Your instructions =>
Copy out everything from the line that contains "Reviewer note: confirm that each instance of the navy" down to the line that contains "[(378, 211)]", switching "instance" to "occurrence" and leaving the rest of those lines unchanged.

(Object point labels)
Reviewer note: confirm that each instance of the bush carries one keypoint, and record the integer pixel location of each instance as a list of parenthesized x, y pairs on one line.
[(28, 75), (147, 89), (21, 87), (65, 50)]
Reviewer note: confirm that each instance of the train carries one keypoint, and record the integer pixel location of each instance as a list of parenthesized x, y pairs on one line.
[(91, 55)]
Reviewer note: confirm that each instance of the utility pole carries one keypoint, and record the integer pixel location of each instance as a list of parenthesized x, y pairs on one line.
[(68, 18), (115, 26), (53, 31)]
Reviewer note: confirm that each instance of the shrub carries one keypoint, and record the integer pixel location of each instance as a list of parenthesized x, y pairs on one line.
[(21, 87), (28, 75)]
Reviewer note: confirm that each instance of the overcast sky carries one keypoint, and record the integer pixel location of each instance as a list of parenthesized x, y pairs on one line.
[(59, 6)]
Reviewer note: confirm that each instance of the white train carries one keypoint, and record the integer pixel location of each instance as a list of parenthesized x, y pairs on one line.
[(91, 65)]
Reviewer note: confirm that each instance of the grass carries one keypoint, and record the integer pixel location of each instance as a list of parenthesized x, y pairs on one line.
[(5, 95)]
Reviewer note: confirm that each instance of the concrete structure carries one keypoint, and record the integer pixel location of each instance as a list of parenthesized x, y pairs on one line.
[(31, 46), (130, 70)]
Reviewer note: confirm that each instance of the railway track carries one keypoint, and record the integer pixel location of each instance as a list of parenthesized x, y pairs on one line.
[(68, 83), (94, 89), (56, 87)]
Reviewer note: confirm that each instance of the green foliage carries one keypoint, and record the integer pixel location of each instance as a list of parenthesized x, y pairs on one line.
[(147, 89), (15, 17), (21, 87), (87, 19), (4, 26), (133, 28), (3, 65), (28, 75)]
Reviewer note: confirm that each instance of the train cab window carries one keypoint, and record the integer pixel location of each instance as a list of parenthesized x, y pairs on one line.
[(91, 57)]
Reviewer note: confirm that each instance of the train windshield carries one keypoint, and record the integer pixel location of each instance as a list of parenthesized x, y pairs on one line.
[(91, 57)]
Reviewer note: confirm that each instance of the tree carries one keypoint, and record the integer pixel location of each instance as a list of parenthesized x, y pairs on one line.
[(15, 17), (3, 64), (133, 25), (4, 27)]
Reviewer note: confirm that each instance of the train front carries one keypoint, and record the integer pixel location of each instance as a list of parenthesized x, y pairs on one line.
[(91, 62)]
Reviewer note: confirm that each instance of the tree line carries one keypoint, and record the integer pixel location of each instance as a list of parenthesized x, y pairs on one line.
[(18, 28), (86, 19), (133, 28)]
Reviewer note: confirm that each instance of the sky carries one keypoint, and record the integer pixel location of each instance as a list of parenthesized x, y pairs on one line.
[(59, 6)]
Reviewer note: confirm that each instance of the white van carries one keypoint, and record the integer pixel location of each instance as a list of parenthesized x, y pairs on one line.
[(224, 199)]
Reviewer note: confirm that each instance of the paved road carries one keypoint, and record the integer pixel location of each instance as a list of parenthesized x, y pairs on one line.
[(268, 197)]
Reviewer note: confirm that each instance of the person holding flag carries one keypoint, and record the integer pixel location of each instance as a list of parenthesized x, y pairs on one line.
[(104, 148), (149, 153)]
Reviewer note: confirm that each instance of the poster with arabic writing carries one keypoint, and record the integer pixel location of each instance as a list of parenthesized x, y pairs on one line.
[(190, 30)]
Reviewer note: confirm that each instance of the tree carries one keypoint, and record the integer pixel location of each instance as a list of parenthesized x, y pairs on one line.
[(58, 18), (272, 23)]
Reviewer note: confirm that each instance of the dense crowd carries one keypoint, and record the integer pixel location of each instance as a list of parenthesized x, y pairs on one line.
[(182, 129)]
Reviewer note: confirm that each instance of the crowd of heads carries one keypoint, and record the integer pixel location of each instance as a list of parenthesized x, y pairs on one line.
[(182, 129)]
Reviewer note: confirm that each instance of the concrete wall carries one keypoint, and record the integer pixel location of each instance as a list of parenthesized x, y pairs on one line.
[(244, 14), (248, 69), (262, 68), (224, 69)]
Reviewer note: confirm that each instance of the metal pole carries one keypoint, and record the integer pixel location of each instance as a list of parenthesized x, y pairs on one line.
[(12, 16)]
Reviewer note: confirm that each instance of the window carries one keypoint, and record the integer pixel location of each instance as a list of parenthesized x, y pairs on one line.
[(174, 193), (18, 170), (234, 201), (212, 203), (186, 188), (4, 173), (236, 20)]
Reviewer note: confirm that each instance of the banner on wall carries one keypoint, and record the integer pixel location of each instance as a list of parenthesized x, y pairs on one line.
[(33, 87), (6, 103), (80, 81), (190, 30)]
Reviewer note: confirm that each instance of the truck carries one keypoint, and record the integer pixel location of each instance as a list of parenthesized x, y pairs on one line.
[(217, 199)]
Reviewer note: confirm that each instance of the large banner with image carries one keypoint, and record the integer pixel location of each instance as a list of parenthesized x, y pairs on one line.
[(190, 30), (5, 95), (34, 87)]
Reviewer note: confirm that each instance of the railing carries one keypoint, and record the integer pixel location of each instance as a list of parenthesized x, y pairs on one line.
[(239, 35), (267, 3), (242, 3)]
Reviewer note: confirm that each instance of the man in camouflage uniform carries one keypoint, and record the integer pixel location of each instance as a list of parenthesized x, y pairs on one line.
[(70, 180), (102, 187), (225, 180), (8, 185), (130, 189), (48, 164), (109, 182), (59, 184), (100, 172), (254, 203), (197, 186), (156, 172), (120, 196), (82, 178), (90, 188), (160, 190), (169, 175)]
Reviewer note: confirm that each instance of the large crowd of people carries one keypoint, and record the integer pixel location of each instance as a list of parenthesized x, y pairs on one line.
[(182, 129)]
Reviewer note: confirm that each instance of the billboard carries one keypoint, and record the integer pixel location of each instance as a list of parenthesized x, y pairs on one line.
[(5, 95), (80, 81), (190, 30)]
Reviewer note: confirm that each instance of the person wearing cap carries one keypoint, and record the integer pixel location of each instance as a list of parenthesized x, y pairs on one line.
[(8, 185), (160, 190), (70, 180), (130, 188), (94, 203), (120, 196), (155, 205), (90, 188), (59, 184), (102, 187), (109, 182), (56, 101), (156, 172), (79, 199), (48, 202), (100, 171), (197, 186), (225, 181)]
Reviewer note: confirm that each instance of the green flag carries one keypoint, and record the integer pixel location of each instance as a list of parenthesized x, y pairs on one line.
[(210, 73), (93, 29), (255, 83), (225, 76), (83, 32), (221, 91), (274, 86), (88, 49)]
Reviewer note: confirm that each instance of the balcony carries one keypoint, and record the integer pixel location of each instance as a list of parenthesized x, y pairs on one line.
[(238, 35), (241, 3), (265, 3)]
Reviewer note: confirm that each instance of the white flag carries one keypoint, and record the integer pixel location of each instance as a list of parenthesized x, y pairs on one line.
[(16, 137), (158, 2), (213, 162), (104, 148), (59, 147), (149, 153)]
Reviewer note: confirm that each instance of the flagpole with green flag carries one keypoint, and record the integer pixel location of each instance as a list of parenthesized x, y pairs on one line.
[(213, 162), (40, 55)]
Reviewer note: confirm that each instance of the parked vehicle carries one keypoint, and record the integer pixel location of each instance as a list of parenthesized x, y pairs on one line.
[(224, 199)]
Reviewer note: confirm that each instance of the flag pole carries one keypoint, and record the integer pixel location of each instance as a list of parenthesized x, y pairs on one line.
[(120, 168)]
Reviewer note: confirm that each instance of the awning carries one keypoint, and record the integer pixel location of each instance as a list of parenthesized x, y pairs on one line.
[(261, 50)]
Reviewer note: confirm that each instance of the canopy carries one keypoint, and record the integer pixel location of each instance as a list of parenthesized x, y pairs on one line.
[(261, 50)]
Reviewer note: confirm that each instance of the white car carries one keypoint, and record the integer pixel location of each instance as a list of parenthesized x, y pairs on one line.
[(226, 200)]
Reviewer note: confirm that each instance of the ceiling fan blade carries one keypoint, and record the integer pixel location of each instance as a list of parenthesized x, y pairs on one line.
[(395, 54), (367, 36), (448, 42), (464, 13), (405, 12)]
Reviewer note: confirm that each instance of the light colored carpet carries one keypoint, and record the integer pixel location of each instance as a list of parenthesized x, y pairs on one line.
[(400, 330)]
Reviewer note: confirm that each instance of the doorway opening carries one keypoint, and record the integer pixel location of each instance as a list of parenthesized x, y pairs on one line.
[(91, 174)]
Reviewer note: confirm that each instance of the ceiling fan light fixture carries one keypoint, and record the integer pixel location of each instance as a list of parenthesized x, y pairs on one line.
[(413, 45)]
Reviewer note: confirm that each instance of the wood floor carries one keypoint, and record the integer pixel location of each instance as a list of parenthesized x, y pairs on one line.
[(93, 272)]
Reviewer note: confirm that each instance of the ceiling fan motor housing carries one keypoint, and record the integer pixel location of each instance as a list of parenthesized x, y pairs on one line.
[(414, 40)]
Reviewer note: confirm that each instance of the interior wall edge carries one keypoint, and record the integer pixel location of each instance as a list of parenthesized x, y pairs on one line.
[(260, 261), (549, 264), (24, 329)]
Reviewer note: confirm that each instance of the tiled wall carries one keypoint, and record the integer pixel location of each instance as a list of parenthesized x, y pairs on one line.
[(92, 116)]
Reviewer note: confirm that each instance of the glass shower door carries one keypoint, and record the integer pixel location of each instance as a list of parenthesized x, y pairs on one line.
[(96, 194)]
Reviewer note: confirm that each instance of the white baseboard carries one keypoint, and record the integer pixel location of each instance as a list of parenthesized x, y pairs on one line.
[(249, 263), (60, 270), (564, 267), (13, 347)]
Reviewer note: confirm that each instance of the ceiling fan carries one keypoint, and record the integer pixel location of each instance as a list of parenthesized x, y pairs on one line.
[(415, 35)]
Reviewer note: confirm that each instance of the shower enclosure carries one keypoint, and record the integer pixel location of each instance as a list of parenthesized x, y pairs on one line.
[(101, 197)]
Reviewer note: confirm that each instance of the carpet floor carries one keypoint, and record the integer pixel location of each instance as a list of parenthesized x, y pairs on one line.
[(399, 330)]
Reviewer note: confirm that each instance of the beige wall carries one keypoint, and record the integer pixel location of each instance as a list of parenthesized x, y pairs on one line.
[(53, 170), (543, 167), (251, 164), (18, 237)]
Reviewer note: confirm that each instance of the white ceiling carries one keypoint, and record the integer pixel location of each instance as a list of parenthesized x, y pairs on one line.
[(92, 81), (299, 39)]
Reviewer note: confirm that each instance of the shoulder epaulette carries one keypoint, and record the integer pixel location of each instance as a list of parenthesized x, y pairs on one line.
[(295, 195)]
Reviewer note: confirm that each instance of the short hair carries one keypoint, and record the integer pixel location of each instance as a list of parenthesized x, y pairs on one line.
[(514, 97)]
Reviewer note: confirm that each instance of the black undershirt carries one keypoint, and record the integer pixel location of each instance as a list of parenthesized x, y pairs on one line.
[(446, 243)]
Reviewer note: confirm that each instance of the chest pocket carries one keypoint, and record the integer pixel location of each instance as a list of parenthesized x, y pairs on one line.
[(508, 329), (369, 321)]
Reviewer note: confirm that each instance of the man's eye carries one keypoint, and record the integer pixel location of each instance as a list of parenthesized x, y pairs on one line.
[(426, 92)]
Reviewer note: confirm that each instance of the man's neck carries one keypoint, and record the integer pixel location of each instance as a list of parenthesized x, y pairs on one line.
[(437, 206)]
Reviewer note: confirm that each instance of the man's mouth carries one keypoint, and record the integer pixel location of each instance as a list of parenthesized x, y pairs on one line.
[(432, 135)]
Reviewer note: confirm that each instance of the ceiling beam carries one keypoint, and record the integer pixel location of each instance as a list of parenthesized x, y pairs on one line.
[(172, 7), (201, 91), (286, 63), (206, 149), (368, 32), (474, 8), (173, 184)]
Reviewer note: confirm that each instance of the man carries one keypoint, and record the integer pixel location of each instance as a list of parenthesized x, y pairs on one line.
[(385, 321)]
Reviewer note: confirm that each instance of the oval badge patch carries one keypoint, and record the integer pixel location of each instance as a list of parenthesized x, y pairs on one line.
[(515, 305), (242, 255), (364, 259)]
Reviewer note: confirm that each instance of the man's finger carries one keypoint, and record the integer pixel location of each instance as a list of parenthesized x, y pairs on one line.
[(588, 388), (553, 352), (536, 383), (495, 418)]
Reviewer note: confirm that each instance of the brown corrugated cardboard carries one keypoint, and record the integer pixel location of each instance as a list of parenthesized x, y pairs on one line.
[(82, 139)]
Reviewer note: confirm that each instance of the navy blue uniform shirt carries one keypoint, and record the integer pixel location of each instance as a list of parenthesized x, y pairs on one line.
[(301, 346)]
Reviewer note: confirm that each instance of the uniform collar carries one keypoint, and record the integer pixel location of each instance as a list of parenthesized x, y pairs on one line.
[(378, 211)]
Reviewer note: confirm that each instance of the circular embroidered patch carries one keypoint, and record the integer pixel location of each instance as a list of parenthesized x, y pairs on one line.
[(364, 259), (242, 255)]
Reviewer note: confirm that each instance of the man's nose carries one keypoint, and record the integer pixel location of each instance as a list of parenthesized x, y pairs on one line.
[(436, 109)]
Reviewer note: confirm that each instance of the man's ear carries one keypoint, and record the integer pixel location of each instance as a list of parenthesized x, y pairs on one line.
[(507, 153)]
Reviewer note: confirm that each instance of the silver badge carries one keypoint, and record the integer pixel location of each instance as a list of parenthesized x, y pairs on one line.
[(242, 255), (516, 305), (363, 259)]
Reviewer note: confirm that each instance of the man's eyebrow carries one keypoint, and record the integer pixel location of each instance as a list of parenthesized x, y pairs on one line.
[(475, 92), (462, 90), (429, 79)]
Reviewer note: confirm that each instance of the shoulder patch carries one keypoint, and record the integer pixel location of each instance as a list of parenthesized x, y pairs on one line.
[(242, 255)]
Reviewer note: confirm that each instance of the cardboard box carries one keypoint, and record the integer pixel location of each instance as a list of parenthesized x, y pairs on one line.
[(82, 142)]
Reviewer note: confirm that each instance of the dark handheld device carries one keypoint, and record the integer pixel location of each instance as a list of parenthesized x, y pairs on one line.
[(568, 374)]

Problem solution =>
Reviewer note: confirm that each occurrence of the navy blue uniform shirt carries one keypoint, and record the integer pixel location of each occurrence as a list of parenthesized x, y pairs on one line.
[(301, 346)]
Reviewer note: confirm that each occurrence of the uniform collar carries one keypoint, and record the integer pixel location of each occurrence as a list of parenthesized x, y pairs on one line.
[(378, 211)]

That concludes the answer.